• [Task instructions] Copy out the lines below word for word, from the first one up to and including the line with "column 267, row 184". Leave the pictures out of your copy.

___ Data for this exercise

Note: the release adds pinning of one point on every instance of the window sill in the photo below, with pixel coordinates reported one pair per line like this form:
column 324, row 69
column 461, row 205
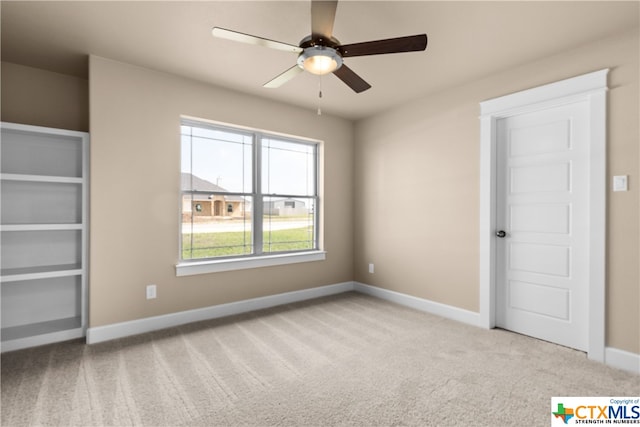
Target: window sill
column 215, row 266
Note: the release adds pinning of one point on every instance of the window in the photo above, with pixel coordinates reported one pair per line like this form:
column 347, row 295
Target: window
column 267, row 184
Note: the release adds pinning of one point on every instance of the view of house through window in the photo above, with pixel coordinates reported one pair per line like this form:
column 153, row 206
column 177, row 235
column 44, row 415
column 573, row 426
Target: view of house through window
column 245, row 193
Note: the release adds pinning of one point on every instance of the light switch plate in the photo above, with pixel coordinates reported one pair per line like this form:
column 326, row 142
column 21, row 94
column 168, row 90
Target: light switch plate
column 620, row 183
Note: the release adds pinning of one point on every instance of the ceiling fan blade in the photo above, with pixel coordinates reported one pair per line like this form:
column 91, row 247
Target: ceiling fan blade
column 254, row 40
column 351, row 79
column 323, row 14
column 377, row 47
column 284, row 77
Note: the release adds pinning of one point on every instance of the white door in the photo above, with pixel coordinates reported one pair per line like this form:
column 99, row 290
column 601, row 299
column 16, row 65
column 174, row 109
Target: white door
column 542, row 273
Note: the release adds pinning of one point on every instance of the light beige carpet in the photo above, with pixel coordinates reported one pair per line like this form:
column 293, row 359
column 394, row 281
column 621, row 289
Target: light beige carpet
column 349, row 359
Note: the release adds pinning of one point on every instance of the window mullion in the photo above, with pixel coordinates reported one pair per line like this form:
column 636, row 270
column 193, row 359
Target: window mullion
column 258, row 203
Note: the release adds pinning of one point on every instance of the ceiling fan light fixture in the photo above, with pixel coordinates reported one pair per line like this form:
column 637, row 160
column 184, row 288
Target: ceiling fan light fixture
column 320, row 60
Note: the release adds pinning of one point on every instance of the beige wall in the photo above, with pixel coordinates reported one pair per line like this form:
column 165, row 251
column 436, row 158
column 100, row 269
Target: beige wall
column 43, row 98
column 427, row 154
column 135, row 155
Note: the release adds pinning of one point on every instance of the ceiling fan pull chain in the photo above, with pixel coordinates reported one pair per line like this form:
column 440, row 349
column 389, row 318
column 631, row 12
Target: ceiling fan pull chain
column 319, row 94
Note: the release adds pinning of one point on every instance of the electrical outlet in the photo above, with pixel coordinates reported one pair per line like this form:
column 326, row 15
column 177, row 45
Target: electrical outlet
column 620, row 183
column 151, row 291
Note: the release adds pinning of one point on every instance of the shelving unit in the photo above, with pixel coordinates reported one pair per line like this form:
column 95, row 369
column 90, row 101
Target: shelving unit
column 43, row 273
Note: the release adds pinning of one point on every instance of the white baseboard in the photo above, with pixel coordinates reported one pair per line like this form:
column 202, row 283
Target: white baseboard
column 621, row 359
column 432, row 307
column 615, row 358
column 140, row 326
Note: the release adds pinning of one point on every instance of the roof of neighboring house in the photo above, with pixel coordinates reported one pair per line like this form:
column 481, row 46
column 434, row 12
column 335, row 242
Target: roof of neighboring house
column 192, row 182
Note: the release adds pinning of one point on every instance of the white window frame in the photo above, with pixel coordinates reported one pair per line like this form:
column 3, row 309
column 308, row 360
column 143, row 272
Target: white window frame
column 212, row 265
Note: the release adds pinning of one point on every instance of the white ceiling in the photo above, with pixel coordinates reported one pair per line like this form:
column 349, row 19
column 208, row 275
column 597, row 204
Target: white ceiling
column 467, row 40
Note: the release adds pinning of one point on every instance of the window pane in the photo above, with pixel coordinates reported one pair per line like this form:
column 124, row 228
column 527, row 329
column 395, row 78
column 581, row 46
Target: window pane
column 288, row 168
column 214, row 160
column 215, row 226
column 288, row 224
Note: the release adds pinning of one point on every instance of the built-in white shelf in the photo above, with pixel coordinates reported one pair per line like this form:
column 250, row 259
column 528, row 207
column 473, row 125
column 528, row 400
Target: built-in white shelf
column 40, row 227
column 40, row 178
column 40, row 272
column 43, row 271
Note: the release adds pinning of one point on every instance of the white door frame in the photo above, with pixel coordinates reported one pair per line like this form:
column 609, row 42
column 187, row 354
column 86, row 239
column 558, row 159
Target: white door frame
column 592, row 88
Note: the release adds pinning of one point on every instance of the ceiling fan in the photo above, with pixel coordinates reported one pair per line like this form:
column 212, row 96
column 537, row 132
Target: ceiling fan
column 320, row 53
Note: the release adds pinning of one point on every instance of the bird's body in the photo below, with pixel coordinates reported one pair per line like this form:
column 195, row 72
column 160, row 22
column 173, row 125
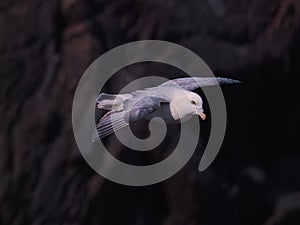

______

• [Solution for this exercise]
Note: the release adds pinning of one point on every instance of the window sill in the photo below, with pixel coordinates reported one pair per line like this form:
column 324, row 69
column 461, row 205
Target: window sill
column 215, row 266
Note: the release adds pinning of one point on every instance of the window in the photo above, with pixel coordinates reported one pair per line like this form:
column 347, row 295
Target: window
column 267, row 184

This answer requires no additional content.